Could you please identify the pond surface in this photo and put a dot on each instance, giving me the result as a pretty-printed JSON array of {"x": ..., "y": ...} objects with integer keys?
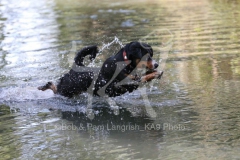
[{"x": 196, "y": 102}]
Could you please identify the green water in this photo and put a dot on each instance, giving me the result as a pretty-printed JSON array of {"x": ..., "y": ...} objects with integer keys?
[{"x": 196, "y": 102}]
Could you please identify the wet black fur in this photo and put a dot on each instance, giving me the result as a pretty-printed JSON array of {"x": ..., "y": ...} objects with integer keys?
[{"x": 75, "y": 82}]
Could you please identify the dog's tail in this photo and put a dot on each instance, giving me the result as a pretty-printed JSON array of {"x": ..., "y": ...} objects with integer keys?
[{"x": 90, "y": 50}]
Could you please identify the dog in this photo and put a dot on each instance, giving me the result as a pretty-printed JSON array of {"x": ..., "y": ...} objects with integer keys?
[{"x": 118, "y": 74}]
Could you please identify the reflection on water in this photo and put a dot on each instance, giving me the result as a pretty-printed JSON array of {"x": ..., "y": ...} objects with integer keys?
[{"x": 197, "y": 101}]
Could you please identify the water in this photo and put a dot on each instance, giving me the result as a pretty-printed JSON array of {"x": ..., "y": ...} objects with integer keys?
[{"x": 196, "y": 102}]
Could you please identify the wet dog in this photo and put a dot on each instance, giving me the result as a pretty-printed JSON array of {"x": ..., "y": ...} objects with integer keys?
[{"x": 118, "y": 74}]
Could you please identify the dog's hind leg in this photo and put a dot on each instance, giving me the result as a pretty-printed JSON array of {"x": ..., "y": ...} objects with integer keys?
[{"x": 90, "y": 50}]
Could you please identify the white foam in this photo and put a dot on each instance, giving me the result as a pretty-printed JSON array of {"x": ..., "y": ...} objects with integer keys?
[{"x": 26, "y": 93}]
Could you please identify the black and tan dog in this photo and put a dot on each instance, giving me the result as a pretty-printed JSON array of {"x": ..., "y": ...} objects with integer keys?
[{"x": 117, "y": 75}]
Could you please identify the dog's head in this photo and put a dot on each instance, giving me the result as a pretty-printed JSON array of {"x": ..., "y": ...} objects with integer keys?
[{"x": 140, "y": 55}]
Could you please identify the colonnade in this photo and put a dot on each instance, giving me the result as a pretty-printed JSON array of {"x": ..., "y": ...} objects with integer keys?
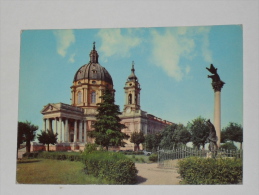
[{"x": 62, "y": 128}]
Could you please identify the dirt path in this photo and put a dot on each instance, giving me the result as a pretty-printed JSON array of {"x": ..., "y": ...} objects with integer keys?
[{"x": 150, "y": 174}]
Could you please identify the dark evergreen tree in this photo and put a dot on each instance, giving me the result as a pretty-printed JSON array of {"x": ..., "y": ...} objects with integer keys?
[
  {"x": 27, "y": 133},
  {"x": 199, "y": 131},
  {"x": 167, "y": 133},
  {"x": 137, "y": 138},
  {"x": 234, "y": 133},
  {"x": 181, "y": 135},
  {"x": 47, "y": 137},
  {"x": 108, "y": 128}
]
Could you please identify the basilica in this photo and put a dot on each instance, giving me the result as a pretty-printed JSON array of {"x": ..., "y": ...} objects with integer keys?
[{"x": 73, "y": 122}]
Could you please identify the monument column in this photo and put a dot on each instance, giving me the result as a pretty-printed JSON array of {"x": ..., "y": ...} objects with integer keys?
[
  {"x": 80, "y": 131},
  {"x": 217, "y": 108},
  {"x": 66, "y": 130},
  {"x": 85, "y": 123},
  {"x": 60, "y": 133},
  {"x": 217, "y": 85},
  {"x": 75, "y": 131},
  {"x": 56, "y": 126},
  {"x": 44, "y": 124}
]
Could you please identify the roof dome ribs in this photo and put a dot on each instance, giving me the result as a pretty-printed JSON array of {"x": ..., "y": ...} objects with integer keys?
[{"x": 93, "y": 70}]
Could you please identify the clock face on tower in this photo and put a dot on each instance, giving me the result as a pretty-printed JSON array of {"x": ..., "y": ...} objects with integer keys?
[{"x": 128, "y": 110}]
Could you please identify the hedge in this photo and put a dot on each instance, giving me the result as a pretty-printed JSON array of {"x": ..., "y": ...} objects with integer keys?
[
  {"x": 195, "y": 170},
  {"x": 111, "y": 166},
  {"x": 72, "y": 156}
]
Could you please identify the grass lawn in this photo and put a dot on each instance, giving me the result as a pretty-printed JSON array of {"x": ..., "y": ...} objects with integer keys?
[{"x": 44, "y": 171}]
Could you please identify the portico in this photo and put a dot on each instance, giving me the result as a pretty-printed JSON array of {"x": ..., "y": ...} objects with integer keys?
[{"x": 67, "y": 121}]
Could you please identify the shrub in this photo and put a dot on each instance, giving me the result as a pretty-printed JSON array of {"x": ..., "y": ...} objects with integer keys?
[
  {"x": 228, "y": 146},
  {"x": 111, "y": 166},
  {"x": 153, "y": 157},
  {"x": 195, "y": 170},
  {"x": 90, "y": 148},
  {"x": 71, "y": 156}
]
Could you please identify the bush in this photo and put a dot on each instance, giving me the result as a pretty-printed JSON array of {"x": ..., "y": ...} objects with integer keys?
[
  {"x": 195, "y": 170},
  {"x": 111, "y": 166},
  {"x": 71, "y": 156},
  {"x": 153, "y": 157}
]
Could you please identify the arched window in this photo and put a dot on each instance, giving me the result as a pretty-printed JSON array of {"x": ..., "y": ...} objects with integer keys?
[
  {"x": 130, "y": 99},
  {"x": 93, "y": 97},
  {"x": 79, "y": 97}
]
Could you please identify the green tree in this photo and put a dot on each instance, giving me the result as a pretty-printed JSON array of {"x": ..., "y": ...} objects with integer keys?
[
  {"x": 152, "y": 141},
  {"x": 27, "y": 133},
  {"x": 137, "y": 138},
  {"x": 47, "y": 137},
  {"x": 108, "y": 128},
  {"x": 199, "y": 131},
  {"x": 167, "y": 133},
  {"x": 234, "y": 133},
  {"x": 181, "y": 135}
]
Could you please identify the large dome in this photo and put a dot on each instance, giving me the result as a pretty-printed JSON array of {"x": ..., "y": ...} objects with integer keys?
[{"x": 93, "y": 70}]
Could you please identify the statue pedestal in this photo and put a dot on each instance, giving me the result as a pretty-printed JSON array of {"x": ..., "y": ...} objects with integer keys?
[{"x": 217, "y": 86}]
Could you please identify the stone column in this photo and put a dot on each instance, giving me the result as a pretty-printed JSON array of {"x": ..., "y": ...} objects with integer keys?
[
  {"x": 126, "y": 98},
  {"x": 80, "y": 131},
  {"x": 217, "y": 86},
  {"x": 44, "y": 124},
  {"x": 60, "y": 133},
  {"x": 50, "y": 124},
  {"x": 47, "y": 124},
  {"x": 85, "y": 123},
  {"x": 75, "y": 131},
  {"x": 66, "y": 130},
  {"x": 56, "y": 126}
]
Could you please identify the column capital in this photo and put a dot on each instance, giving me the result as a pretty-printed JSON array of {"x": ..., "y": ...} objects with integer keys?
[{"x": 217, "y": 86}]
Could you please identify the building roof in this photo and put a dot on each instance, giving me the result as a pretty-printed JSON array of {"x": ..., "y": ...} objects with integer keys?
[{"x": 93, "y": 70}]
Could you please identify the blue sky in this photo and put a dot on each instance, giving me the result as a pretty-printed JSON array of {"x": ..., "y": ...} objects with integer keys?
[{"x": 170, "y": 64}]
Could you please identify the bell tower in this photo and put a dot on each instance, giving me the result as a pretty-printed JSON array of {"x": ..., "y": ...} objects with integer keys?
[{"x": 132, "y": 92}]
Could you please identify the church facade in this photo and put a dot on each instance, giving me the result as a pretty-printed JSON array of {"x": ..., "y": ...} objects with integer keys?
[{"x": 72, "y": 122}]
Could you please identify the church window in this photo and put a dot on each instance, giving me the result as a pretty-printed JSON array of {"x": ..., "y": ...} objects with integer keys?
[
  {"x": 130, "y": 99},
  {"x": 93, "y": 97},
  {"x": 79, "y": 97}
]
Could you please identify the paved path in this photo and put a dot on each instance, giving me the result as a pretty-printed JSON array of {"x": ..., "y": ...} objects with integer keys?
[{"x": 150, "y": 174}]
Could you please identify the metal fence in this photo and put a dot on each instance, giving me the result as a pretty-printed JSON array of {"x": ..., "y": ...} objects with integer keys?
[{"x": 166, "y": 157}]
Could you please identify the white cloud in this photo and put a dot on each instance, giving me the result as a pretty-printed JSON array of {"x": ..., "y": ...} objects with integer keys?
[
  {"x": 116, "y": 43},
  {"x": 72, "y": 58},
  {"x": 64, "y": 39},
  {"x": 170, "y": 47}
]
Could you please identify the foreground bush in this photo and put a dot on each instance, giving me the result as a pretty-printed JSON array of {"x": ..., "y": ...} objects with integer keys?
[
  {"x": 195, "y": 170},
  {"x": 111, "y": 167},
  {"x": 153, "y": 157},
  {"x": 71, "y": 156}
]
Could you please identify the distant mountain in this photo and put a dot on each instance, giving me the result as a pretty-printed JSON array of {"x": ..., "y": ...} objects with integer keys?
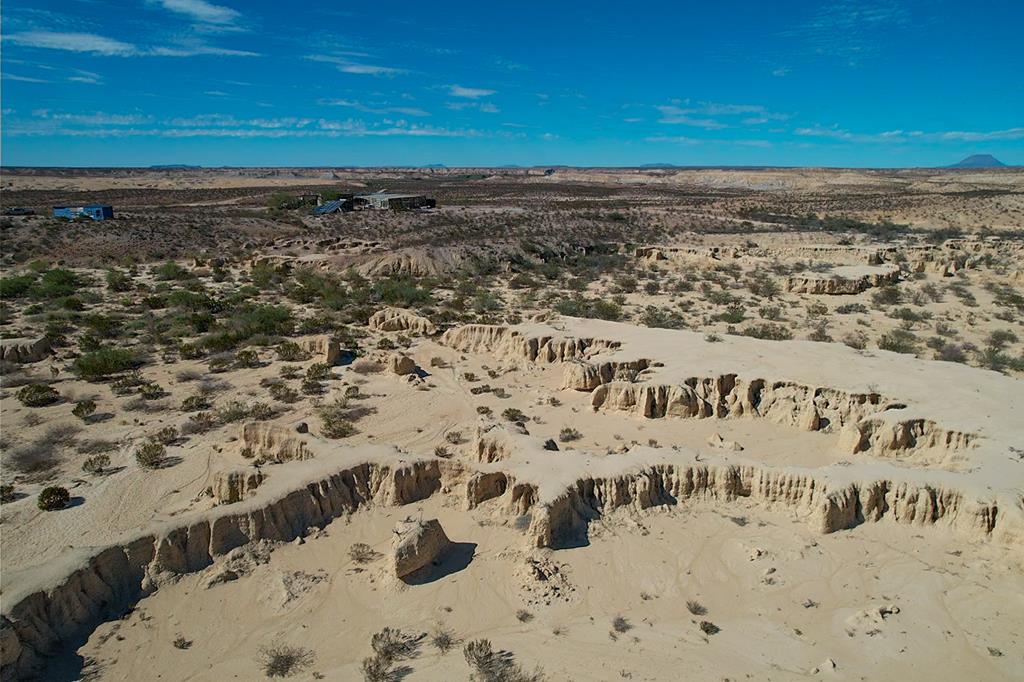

• The exercise: Repeat exactly the lines from the one holding "Could you please identify the metal" through the last line of the entries, both included; the pictures do not belong in the copy.

• In response:
Could you please identify the metal fence in this photo and put a dot on each instance, giving me the result as a pretty-printed JSON array of {"x": ..., "y": ...} objects with integer keys?
[{"x": 166, "y": 157}]
Could you please identify the white cloud in this photo and put a dot on each instance, giving me the result as a pretty-printed JSON array of {"x": ..., "y": ...} objects with integer keys?
[
  {"x": 116, "y": 43},
  {"x": 72, "y": 58},
  {"x": 64, "y": 39},
  {"x": 170, "y": 47}
]
Could you please identify the foreground bush in this photo and put a dot on each instance, giving me the result as a pretty-printed JSON array of {"x": ..., "y": ...} objects with integer keys?
[
  {"x": 195, "y": 170},
  {"x": 111, "y": 167},
  {"x": 153, "y": 157},
  {"x": 71, "y": 156}
]
Could you please identify the distant mountain in this photo and put a dot on each instance, giving me the result as a pretty-printed JSON array of {"x": ..., "y": ...} objects with integer keys?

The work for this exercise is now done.